* TASK TO COMPLETE *
Would you reproduce the entries that follow exactly as they appear?

* SUPPLIED INFORMATION *
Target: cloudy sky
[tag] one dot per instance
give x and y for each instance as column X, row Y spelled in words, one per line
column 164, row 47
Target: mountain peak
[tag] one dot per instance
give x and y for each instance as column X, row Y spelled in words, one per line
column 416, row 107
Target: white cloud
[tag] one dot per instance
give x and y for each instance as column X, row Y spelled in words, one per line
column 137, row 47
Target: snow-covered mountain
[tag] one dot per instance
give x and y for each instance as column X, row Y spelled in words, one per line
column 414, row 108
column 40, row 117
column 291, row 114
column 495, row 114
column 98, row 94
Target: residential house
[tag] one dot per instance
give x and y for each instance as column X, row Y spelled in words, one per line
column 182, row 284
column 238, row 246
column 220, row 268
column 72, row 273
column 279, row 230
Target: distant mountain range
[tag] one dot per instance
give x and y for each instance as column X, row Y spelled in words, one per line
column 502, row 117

* REPLY *
Target: cloudy sky
[tag] one dot per instance
give x and y for each instance as column X, row Y spelled in words, one per line
column 164, row 47
Target: mountain peak
[tag] one dot per instance
give x and y for each instance as column X, row Y spelled in words, one per line
column 416, row 107
Target: white cloud
[tag] one dot per instance
give x and y for each instance as column X, row Y spelled in words, one per line
column 137, row 47
Target: snow-covered mountain
[tag] one dot per instance
give x and y for each instance as column X, row Y spelled in words, one per line
column 414, row 108
column 40, row 117
column 291, row 114
column 495, row 114
column 98, row 94
Target: residential house
[tag] one dot per instance
give x and y for each instance as column X, row Y spelled in words, one per line
column 182, row 284
column 238, row 246
column 220, row 268
column 72, row 273
column 279, row 230
Target: distant mountain range
[tag] one dot per instance
give x and y for each instance as column X, row Y spelled in words, one per line
column 502, row 117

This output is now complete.